Data items:
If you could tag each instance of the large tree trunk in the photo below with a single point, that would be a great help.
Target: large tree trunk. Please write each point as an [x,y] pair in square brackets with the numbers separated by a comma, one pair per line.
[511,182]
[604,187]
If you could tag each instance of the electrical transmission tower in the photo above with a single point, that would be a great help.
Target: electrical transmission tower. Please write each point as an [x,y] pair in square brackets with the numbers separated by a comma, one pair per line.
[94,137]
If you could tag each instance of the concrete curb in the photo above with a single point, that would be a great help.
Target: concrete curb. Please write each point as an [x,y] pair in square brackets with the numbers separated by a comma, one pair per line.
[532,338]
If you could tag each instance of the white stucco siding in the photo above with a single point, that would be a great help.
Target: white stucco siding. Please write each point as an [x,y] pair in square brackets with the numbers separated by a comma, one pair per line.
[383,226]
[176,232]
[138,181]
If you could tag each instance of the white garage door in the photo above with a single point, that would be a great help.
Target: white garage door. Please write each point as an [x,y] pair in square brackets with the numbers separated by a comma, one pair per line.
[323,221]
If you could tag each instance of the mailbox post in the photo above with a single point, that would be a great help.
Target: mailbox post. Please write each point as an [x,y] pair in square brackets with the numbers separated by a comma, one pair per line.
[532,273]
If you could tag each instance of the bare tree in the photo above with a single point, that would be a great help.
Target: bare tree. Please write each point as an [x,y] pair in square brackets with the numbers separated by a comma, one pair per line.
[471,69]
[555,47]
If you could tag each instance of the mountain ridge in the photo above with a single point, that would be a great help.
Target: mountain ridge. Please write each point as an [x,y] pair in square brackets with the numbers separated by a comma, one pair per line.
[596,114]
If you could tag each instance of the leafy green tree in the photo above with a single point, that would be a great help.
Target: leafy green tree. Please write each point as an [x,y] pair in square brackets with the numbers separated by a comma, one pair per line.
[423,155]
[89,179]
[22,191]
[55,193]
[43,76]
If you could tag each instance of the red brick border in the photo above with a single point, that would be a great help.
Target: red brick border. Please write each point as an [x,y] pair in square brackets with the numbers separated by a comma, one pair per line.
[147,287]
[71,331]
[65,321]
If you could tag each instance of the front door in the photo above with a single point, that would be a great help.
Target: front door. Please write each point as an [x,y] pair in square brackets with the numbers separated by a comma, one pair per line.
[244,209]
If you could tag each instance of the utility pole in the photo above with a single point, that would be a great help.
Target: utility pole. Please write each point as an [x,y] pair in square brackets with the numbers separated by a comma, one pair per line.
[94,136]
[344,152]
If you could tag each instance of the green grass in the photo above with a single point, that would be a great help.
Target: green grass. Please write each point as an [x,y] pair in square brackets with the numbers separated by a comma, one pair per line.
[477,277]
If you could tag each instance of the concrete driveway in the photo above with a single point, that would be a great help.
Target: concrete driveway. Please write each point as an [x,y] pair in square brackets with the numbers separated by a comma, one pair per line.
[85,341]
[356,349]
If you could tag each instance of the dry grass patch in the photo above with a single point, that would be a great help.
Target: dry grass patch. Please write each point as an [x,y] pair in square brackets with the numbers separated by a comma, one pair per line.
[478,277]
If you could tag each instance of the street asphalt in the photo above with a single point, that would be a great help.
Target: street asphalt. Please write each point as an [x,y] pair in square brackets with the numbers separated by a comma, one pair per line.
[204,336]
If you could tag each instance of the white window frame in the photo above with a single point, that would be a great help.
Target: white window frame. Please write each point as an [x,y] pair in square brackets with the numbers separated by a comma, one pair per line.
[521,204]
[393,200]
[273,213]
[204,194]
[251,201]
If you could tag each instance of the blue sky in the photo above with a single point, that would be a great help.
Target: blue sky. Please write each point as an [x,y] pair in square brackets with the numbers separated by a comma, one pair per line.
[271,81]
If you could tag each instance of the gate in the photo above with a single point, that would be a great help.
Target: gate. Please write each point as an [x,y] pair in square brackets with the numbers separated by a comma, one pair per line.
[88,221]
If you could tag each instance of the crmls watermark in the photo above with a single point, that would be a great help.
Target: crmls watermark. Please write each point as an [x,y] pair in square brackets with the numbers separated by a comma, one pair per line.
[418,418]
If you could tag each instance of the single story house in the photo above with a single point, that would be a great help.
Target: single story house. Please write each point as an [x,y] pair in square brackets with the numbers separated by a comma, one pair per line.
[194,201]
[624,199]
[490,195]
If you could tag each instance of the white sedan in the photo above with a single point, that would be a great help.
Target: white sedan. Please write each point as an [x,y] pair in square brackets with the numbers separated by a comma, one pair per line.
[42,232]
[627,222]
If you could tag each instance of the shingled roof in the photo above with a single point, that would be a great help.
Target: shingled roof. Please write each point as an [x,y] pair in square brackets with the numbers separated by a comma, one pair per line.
--
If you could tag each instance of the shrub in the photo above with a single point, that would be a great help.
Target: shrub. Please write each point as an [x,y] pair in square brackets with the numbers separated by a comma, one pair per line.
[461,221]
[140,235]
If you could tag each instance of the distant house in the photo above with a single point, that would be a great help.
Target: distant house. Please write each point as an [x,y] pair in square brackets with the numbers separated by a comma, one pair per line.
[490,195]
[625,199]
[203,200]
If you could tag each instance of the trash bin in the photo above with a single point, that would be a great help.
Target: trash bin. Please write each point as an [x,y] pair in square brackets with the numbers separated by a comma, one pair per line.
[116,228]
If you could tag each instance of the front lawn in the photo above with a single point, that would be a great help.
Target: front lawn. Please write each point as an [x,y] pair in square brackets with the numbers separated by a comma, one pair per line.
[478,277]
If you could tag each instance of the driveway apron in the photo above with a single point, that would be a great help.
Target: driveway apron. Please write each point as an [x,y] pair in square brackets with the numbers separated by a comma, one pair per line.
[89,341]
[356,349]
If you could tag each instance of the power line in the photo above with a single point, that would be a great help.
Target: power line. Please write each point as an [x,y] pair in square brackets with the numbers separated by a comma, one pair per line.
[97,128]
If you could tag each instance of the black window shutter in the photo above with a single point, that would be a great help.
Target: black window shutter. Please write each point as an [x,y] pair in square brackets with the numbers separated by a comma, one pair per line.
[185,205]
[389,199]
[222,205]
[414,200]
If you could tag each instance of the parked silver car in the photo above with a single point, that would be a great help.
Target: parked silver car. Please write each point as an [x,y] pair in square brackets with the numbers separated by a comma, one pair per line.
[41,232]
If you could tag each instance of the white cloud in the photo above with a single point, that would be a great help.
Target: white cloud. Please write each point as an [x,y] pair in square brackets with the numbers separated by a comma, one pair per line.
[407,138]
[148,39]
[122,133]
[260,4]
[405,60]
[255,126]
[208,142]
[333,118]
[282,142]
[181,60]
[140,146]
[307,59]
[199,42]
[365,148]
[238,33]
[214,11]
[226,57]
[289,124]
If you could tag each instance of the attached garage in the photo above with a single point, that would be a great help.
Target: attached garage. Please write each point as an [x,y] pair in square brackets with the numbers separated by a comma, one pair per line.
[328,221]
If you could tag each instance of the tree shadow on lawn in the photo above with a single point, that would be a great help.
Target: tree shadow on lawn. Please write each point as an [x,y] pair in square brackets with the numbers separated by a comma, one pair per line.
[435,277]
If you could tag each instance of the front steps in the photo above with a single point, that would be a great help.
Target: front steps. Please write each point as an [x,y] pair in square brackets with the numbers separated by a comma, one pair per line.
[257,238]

[Task goal]:
Only the lines of the data holding the string "roof" are wanted; copy each of them.

[Exercise answer]:
If you could tag each instance of the shingled roof in the photo above with a single point, that would be a great help.
Target: shingled roof. Please write each point as an [x,y] pair in square brackets with the numbers separated by a comma, one pair per line.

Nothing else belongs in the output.